## RECORDS PROVIDED
▶

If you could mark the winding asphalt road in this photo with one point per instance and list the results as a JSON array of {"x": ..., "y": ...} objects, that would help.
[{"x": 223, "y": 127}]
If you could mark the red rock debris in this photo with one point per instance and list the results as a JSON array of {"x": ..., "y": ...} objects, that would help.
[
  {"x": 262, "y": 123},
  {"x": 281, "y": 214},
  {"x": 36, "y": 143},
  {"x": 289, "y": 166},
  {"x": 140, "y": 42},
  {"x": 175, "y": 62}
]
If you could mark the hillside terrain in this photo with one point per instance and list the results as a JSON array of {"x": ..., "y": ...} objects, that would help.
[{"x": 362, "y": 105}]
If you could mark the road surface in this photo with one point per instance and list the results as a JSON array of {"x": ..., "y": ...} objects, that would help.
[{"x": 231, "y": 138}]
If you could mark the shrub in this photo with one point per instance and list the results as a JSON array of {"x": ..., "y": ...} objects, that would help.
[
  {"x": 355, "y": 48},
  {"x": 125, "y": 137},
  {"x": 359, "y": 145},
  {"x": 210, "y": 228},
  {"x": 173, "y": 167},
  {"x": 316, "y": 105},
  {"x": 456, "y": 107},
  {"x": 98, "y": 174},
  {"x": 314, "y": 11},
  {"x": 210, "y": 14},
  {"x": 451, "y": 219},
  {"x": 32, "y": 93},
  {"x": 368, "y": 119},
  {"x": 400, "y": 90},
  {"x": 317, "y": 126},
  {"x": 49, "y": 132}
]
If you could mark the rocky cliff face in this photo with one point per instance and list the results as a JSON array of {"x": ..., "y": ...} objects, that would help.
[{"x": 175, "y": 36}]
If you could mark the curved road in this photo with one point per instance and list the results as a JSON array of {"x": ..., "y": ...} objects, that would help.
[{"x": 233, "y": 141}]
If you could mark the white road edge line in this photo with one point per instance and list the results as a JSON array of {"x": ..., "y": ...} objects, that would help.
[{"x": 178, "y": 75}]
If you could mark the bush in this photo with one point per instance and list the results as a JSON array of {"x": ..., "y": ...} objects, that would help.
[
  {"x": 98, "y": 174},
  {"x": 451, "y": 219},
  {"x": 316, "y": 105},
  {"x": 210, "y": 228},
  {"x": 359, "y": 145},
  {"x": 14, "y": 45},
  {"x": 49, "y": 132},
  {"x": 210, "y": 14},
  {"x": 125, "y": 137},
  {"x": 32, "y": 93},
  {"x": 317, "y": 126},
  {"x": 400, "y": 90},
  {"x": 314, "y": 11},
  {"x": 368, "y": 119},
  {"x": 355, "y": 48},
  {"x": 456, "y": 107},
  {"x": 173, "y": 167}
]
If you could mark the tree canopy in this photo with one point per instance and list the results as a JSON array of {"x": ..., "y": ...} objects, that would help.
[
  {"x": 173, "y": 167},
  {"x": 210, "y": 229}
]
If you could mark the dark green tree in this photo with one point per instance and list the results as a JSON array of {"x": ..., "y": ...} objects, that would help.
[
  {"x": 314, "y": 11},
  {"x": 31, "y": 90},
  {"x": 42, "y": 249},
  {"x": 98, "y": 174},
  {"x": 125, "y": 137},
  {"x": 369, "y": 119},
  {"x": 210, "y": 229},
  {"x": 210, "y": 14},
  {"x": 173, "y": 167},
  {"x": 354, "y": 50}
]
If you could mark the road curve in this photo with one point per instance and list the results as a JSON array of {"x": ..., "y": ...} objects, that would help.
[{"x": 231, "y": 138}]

◀
▶

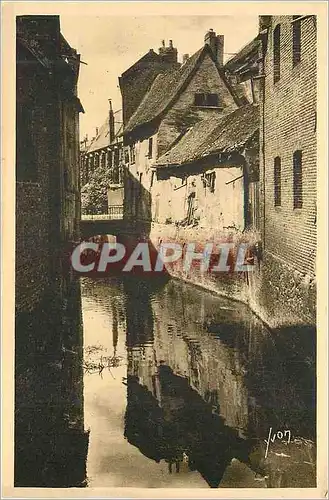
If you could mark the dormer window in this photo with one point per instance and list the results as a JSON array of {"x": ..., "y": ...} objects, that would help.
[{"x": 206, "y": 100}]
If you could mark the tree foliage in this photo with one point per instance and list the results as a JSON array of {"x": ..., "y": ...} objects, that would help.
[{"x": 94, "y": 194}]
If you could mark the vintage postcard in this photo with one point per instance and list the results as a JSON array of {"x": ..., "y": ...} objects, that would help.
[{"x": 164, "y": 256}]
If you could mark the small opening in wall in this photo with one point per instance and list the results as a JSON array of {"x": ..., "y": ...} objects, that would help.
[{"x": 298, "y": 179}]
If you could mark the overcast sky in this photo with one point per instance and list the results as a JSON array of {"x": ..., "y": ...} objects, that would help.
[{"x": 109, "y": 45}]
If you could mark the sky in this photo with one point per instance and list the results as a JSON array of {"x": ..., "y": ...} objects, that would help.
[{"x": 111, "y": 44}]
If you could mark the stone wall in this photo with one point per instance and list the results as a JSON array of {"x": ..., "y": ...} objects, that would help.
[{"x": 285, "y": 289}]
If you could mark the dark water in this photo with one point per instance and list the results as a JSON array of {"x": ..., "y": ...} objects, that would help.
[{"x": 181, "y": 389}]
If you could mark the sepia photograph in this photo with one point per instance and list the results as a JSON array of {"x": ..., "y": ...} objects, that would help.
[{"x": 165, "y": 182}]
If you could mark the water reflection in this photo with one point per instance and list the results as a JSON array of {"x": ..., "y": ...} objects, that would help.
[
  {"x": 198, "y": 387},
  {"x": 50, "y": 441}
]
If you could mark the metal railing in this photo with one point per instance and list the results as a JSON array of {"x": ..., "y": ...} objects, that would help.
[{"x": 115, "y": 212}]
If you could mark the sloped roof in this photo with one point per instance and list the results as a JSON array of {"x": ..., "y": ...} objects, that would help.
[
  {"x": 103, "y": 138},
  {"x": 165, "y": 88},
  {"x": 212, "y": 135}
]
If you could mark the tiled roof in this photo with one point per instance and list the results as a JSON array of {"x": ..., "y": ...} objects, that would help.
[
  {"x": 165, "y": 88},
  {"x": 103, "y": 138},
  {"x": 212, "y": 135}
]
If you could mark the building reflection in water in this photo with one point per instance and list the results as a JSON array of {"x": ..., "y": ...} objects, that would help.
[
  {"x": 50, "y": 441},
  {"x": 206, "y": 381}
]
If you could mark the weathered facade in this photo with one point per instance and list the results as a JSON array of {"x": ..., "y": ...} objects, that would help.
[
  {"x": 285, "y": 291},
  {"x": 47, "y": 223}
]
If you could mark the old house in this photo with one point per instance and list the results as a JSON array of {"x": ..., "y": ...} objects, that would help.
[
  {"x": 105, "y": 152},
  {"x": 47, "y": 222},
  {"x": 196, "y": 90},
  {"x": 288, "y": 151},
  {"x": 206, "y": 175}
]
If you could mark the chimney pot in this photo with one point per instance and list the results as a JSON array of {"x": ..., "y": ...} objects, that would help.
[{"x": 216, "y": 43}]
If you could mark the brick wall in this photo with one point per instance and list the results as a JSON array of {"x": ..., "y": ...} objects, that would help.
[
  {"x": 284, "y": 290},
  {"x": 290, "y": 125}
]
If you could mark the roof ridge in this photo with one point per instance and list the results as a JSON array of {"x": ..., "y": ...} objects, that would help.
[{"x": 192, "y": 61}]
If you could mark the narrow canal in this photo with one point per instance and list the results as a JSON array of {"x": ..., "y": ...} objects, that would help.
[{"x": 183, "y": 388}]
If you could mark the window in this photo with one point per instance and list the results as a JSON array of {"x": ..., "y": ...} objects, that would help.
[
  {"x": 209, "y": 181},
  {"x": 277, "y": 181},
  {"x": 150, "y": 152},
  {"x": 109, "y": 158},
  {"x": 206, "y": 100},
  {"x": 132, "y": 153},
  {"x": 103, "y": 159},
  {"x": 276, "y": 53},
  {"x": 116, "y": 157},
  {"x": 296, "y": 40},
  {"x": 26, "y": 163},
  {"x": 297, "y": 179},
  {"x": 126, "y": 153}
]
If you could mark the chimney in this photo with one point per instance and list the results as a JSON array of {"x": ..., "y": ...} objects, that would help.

◀

## SET TASK
Which lines in the records above contain the word "road"? Pick out each one and copy it in full.

## ANSWER BELOW
If you could mark the winding asphalt road in this photo with one point per instance and list the results as a JSON array of {"x": ..., "y": ...} objects, that would help.
If you could mark the road surface in this photo with one point per instance and list the results as a JSON array of {"x": ..., "y": ...} objects, that would help.
If you could mark the curved road in this photo with one point per instance and list the results as a JSON array of {"x": ..., "y": ...} objects, that would help.
If you could mark the white road edge line in this photo with one point per instance and list the results as a JSON array of {"x": ..., "y": ...} objects, that would help.
If you could mark the road curve in this photo with one point per instance and list the results as a JSON array of {"x": ..., "y": ...} objects, that would help.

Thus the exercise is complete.